* **Task to carry out**: Only the number is wanted: tally the lines below that contain the word "this".

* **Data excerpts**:
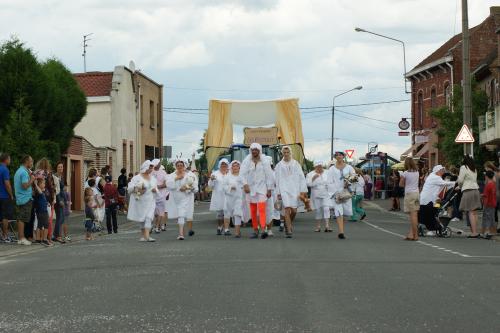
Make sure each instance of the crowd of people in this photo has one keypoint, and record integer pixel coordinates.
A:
(424, 192)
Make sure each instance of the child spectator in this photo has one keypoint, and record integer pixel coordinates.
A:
(111, 203)
(488, 228)
(41, 204)
(90, 205)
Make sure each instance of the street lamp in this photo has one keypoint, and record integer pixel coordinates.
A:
(396, 40)
(333, 116)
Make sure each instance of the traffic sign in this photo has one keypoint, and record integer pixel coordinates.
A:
(465, 135)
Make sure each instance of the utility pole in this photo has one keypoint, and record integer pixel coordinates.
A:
(84, 55)
(467, 90)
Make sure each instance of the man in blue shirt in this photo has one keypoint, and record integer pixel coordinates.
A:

* **Completed exercise**: 6